*Task list*.
A – According to the Arenga wightii article, at what age is starch harvested from the palm's stem?
B – Reproduce the Arenga wightii article word for word from "- Synonyms: Saguerus" to "loss and logging.".

Source extract Block Start

Scientific classification
- Kingdom: Plantae
- Clade: Embryophytes
- Clade: Tracheophytes
- Clade: Angiosperms
- Clade: Monocots
- Clade: Commelinids
- Order: Arecales
- Family: Arecaceae
- Genus: Arenga
- Species: A. wightii
- Binomial name: Arenga wightii Griff.
- Synonyms: Saguerus wightii (Griff.) H.Wendl. & Drude;

= Arenga wightii =

- Genus: Arenga
- Species: wightii
- Authority: Griff.
- Conservation status: VU

Species of palm

Arenga wightii is a species of flowering plant in the family Arecaceae. It is native to the Southern Western Ghats in Kerala in India. This palm has various uses in its communities. Local tribal communities depend on this plant for starch (food supplement) and religious ceremonies. It is also used to cover the roofs of houses due to its string resemblance to coconut leaves. Scientists have discovered that this palm has medicinal value. It is said to have antimicrobial and antioxidant phytochemicals. It is threatened by habitat loss and logging.

== Description ==
This is a pinnately compound leaved palm, with 4 to 8 m leaves. The number of leaflets usually exceeds 50 pairs. The leaf surface is glaucous on the underside, with an apex that is unequally bilobed. The leaf base is asymmetrical, with one of the lobes often extending over the rachis. The tree produces cream-colored unisexual flowers, where male and female flowers will be on different inflorescences. Fruits are green and globose.

== Ecology ==
This is a plant frequently seen in the steep slopes of Western Ghats, from Uttara Kannada to Kanyakumari. The elevation ranges from 400 to 800 m. This is a shade-loving palm usually seen as colonies that grows up to a height of 10 m and diameter up to 30 cm.

== Uses ==
Local tribal communities, such as the Mudhuvans in Idukki, rely on this palm primarily for the starch obtained from its pith and for toddy, which is collected by tapping its inflorescence. The inflorescence of the palm is used in religious ceremonies, while its leaves, resembling those of the coconut palm, are used for thatching huts and pandals within the settlement. Although the fruit contains needle-like oxalate crystals that cause irritation, it is dehusked and repeatedly boiled to make it suitable for consumption. The dried kernels are ground into a powder and mixed with rice flour to prepare various foods. The palm's terminal bud, also known as the "cabbage," is edible, though it is rarely used by the community today.

Starch is harvested from the stem of the palm when it reaches an age of 15–20 years. This process involves felling the tree and removing its sclerenchymatous hypodermis. The cylindrical cortex is then chopped, and the starch is extracted by mixing it with water, followed by drying. The dried starch serves as a food supplement and is also used in the preparation of traditional dishes like kurukk and upuma.

== Threats ==
The destructive utilization of these palms along its distributional range is a threat to this vulnerable palm species. Habitat loss associated with agricultural development and settlement is another major threat.

Source extract Block End
Data for review Block Start

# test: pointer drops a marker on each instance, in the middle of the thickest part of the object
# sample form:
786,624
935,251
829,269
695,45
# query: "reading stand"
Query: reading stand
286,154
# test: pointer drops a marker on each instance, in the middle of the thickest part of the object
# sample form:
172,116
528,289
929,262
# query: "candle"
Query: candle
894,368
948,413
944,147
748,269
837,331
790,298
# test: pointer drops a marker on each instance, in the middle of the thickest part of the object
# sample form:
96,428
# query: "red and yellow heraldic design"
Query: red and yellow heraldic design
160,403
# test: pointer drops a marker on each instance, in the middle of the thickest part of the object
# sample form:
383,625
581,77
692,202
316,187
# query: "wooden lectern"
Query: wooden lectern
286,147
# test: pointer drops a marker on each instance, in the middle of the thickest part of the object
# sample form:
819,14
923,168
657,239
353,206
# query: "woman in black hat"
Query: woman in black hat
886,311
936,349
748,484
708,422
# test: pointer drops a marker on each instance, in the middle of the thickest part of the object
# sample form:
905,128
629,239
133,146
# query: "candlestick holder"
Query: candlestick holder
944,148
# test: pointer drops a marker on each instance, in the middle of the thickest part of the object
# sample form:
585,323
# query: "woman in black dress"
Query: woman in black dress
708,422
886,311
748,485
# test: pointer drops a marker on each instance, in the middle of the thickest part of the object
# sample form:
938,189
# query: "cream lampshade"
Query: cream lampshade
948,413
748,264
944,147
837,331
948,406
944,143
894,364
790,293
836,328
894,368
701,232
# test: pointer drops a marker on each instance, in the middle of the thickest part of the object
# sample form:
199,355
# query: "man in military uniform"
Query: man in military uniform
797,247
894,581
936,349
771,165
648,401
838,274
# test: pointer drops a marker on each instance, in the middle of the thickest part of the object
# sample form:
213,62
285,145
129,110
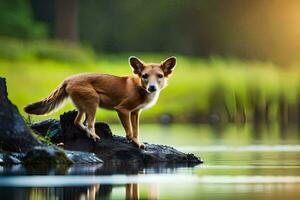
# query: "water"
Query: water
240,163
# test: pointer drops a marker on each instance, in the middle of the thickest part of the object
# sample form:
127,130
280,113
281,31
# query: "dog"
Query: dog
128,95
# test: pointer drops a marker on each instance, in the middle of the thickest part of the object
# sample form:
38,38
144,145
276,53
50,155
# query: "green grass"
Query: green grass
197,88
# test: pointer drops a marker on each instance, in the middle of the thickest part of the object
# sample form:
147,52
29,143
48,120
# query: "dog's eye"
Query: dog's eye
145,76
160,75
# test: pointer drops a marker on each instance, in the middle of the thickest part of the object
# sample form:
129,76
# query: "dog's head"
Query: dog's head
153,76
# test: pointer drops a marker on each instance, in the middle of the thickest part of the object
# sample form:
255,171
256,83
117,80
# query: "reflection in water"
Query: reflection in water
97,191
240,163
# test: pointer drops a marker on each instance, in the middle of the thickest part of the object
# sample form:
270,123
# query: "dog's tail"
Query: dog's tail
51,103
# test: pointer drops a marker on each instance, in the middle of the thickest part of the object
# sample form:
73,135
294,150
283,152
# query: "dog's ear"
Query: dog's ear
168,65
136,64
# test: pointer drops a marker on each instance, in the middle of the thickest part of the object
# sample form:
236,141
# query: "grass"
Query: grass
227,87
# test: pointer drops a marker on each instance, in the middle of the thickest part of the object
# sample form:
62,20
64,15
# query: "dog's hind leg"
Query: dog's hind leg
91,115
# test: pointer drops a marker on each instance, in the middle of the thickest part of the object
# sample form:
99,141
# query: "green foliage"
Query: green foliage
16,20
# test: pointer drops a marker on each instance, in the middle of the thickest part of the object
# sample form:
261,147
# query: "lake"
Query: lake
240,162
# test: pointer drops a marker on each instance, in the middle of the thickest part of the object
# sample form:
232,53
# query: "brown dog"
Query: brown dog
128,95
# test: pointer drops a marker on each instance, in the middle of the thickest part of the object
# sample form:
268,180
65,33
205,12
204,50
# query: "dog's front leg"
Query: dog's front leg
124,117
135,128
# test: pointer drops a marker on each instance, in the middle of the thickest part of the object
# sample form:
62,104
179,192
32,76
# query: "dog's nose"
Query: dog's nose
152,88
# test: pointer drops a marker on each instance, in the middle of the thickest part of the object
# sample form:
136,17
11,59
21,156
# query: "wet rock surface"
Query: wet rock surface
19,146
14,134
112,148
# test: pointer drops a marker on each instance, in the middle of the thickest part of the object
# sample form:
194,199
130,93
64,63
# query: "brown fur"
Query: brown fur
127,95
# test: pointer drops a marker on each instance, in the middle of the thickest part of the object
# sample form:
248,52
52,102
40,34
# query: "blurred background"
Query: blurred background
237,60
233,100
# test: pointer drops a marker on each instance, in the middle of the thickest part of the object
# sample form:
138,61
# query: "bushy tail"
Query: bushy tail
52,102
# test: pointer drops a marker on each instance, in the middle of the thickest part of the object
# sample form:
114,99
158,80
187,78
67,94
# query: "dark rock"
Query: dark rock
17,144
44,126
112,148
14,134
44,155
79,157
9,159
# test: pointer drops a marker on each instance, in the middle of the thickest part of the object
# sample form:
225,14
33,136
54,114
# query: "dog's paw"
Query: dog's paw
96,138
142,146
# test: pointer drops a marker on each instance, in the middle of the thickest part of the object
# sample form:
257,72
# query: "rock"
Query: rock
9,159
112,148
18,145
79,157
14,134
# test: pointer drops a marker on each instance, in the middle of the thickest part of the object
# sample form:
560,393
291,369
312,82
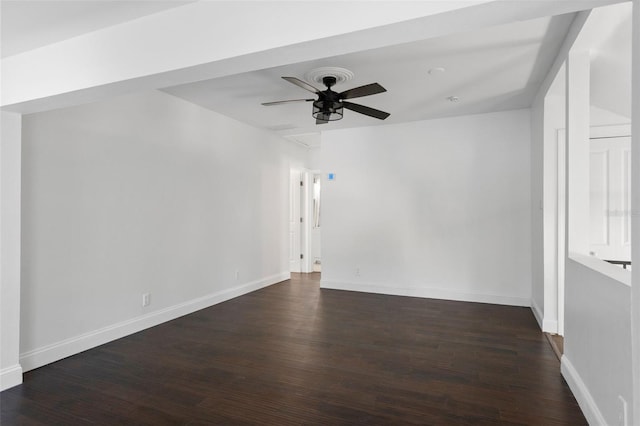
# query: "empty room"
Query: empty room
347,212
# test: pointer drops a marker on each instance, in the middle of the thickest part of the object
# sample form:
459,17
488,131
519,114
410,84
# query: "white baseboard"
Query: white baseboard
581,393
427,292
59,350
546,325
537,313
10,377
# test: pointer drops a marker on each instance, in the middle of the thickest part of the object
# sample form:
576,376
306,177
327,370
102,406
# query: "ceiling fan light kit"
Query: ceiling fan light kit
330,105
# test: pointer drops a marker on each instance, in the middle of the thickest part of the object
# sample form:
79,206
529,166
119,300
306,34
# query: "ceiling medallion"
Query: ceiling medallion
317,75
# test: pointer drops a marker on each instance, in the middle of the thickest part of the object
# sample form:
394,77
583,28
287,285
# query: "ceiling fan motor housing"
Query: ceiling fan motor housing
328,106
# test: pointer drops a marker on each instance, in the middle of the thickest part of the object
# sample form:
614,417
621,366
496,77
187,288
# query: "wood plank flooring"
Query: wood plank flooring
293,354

Data for review Block End
Data for review Block Start

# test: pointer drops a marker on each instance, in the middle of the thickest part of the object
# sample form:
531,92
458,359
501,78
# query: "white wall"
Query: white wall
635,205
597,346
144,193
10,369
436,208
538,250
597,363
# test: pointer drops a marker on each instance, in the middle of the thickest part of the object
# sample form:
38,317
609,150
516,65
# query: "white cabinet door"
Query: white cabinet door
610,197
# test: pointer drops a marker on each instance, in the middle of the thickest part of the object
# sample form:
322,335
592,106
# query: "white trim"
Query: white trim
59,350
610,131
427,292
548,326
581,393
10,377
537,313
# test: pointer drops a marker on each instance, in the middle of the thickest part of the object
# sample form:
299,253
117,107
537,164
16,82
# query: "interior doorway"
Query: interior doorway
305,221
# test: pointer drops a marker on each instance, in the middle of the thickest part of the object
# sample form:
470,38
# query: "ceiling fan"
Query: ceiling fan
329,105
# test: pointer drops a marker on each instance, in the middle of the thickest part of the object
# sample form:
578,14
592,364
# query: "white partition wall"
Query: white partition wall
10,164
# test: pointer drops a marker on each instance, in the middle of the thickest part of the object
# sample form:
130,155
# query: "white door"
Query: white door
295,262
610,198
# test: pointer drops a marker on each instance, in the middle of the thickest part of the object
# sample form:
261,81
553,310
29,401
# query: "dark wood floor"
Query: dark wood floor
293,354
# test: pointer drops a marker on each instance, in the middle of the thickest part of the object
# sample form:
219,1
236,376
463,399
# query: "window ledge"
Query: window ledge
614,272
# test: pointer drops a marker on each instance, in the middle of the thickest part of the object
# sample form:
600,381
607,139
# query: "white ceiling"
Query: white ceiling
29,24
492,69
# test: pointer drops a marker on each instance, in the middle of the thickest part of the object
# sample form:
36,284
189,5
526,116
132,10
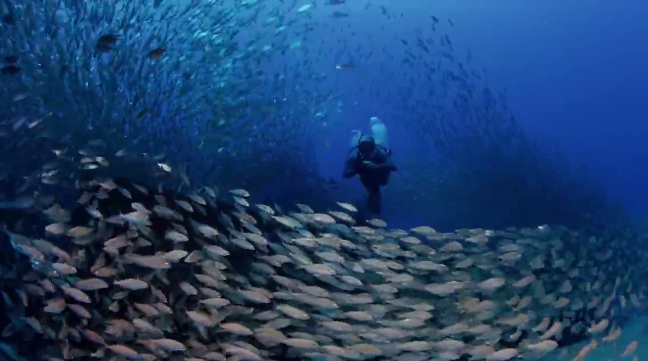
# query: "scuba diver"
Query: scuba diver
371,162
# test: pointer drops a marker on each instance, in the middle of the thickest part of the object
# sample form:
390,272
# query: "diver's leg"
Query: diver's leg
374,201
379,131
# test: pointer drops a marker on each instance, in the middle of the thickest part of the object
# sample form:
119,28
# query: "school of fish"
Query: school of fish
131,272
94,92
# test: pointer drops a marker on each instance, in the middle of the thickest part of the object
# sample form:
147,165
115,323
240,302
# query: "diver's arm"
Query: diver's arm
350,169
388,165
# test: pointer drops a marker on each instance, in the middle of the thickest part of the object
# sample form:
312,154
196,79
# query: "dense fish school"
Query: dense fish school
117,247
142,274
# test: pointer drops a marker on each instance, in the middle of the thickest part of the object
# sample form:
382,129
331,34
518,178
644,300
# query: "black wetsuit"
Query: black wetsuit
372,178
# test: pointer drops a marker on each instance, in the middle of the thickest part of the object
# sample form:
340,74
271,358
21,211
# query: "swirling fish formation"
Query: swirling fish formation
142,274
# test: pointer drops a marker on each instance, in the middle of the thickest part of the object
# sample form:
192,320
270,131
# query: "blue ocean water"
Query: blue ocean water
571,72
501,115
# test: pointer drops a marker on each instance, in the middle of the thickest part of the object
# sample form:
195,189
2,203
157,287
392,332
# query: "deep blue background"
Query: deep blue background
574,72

Data for review Block End

*Solutions to the exercise*.
A – When the palm reaches an age of 15–20 years.

B –
- Synonyms: Saguerus wightii (Griff.) H.Wendl. & Drude;

= Arenga wightii =

- Genus: Arenga
- Species: wightii
- Authority: Griff.
- Conservation status: VU

Species of palm

Arenga wightii is a species of flowering plant in the family Arecaceae. It is native to the Southern Western Ghats in Kerala in India. This palm has various uses in its communities. Local tribal communities depend on this plant for starch (food supplement) and religious ceremonies. It is also used to cover the roofs of houses due to its string resemblance to coconut leaves. Scientists have discovered that this palm has medicinal value. It is said to have antimicrobial and antioxidant phytochemicals. It is threatened by habitat loss and logging.